— Records to process —
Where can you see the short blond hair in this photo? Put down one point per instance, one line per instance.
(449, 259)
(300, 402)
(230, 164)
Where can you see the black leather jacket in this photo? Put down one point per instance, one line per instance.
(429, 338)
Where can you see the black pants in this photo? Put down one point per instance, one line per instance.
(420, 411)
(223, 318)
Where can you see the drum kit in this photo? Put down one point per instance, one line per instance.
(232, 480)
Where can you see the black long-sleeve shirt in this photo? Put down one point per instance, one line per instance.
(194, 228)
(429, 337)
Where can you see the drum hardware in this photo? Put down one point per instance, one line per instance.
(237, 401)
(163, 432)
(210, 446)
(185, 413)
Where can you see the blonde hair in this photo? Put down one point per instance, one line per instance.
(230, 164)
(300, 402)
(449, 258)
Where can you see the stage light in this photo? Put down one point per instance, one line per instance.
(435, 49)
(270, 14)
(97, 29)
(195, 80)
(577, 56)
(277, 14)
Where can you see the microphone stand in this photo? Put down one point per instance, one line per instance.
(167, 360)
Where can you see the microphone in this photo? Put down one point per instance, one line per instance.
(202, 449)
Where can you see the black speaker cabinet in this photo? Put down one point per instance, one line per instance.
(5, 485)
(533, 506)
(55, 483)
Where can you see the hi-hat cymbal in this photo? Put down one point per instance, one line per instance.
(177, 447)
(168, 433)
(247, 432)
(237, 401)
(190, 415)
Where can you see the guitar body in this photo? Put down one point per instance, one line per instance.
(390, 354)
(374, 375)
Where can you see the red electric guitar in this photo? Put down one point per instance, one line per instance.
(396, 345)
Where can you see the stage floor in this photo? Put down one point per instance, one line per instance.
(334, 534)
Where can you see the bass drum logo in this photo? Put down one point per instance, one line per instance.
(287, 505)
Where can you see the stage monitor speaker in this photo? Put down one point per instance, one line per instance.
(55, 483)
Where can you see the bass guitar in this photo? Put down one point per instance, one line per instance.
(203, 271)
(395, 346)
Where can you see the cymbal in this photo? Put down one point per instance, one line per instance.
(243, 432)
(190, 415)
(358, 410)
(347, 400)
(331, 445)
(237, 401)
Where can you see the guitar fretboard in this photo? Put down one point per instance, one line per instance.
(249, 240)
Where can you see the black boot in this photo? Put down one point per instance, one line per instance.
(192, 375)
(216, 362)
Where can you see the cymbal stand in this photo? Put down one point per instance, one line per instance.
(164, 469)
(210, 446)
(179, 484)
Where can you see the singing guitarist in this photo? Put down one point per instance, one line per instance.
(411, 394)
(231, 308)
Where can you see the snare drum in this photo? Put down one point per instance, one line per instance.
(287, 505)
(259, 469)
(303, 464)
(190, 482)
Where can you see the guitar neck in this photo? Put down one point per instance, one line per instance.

— Work to be completed —
Rewrite all of the records above, changing every occurrence of "Put down" to "Mark" and leaving everything else as it is.

— Worked answer —
Where can you see the short blond hair in this photo? Mark one point per instance, one line per instance.
(449, 259)
(300, 402)
(230, 164)
Where can you see the black leather jacket in this photo? Mark one point per instance, one line per instance.
(429, 338)
Where can you see the black pants in this photo? Mark one point per instance, one line per instance.
(420, 411)
(223, 318)
Where can you see the drum kit in this photo? Mark one point per instance, one line per instance.
(232, 480)
Where can you see the black long-sleeve shirt in this photo? Mark one point per instance, one line per instance.
(194, 228)
(429, 337)
Where can you see the drum hardware in this photo? Mark one point per instance, one line per instance.
(237, 401)
(163, 432)
(210, 446)
(185, 413)
Where can you see the blonde hair in this photo? Mark one point per instance, one line per instance.
(230, 164)
(300, 402)
(449, 258)
Where can you see the stage light in this photo? Mark one point per instance, one line per instance.
(435, 49)
(270, 14)
(97, 29)
(195, 80)
(577, 56)
(277, 14)
Where can you see the microphone stand in this photo? Mark one point per instance, one line per instance.
(167, 360)
Where can you see the microphone in this photo? Mark one point per instance, one line per instance.
(202, 449)
Where can you see the black speaker cabinet in this photo? Mark one point per instance, one line per instance.
(5, 485)
(533, 506)
(55, 483)
Where can you see the hi-hat cymbal in this photo? Mark one point per instance, one line per instance.
(177, 447)
(168, 433)
(247, 432)
(237, 401)
(190, 415)
Where can you see the guitar body in this photo? Mark one point per instance, one line per instance.
(390, 354)
(374, 375)
Where can you see the red electric guitar in this photo? Mark one point per instance, one line per instance.
(396, 345)
Where can you see the stage floor in this photo? Mark one point per instance, one line per instance.
(334, 534)
Where can you see the bass drum logo in this photo? Mark one point per instance, one line per instance.
(287, 505)
Where can you see the stage monitor speaker in this photo? Mark one point per instance, one line per instance.
(55, 483)
Where can you see the bass guitar in this photo? Mark one point per instance, one line per instance.
(203, 271)
(395, 346)
Where can you see the cymbal in this photo? Mark one point per instance, one line per instance.
(243, 432)
(190, 415)
(358, 410)
(347, 400)
(331, 445)
(237, 401)
Where can you see the guitar fretboard in this photo? Mark one point per instance, one line per instance.
(249, 240)
Where can you see the black boot in this photo? Mark one point per instance, one line per instance.
(192, 375)
(216, 362)
Where can you see the cymbal stand in this photo? Mark one point per instance, one line per instance.
(164, 469)
(210, 446)
(179, 484)
Where can you see the singing guitarist in this photo? Mark one point per instance, one line per instance.
(411, 394)
(231, 308)
Where can you see the snare drum in this photo? Mark one point per instance, one line per instance.
(287, 505)
(259, 469)
(303, 464)
(190, 482)
Where can you see the guitar neck in this photo? Mark one point per instance, one line per instance.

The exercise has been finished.